[Collected data]

──────

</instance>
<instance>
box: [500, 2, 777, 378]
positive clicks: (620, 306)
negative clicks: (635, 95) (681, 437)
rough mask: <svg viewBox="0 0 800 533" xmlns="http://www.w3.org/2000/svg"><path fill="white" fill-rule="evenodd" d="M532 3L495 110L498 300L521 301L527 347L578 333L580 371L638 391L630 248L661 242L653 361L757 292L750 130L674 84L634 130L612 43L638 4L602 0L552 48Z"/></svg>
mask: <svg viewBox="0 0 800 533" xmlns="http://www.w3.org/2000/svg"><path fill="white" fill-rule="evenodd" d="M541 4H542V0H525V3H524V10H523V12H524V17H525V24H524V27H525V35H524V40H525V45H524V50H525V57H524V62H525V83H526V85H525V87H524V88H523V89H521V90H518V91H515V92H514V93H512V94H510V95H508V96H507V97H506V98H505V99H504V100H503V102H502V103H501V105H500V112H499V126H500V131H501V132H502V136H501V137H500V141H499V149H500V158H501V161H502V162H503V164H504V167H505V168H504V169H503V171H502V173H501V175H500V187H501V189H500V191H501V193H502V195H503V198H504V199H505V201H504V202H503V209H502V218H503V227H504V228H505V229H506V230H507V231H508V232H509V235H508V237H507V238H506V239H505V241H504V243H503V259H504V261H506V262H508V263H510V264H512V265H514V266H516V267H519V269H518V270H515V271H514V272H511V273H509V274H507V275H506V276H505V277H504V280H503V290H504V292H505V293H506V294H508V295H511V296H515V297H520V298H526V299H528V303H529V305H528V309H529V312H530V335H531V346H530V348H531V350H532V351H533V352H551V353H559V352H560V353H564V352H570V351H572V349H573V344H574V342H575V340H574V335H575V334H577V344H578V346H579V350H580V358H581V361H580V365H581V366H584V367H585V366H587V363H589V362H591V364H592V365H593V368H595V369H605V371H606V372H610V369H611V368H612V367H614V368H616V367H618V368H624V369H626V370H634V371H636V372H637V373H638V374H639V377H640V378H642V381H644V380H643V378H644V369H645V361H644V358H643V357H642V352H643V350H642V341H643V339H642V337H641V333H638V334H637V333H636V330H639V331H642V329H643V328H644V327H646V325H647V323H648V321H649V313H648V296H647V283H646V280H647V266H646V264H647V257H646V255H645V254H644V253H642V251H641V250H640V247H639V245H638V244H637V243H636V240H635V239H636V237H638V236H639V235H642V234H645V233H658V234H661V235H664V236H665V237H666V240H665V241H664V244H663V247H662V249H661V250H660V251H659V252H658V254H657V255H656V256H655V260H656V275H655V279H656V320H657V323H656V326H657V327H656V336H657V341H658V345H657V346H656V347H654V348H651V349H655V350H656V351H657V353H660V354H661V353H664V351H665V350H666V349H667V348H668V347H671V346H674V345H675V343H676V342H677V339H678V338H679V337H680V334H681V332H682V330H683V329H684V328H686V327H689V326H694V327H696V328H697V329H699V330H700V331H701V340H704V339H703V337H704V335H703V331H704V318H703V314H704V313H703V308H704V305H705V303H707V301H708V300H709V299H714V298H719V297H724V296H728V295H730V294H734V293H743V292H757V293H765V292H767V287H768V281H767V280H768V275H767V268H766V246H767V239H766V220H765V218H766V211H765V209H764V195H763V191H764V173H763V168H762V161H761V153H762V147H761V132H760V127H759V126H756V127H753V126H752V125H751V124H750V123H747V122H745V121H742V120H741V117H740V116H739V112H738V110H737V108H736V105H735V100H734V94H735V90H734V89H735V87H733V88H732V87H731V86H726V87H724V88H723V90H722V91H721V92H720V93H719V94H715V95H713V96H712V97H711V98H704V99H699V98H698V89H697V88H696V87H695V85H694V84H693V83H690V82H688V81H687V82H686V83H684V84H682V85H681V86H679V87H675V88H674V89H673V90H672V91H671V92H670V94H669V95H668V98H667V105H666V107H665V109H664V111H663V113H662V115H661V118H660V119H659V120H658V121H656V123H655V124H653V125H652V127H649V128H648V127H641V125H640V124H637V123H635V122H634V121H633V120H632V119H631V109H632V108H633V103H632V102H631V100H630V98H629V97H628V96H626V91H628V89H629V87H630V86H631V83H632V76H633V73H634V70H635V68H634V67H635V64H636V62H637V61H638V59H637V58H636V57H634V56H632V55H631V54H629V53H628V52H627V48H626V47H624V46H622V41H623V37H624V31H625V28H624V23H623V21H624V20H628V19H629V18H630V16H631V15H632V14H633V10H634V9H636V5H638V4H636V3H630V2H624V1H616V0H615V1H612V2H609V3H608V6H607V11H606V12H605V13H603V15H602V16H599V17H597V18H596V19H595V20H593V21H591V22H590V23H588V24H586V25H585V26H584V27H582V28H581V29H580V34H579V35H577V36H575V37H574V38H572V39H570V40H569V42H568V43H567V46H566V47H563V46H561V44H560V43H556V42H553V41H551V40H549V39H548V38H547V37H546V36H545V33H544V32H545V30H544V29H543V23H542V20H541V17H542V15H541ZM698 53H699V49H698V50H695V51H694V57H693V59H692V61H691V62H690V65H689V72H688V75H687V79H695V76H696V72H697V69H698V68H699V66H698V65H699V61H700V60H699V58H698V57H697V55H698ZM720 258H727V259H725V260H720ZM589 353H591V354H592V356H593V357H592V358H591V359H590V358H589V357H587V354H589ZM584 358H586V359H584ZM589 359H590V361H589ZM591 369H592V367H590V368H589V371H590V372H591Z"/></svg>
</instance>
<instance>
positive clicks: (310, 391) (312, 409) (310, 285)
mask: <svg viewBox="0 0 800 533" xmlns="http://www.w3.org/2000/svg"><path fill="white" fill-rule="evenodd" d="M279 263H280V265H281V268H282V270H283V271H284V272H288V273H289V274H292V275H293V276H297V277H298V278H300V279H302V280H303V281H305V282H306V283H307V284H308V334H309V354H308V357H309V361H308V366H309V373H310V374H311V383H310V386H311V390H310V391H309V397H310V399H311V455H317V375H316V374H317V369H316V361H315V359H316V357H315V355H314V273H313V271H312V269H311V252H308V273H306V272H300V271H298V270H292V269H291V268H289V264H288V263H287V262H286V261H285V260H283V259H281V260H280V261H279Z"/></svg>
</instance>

──────

**EXERCISE DIRECTIONS:**
Reproduce word for word the stretch of the material from its start through the line containing "rough mask: <svg".

**FINISHED TASK:**
</instance>
<instance>
box: [500, 2, 777, 378]
positive clicks: (620, 306)
negative clicks: (635, 95) (681, 437)
rough mask: <svg viewBox="0 0 800 533" xmlns="http://www.w3.org/2000/svg"><path fill="white" fill-rule="evenodd" d="M532 3L495 110L498 300L521 301L527 347L578 333L580 371L638 391L630 248L661 242L653 361L757 292L750 130L674 84L634 130L612 43L638 4L602 0L552 48Z"/></svg>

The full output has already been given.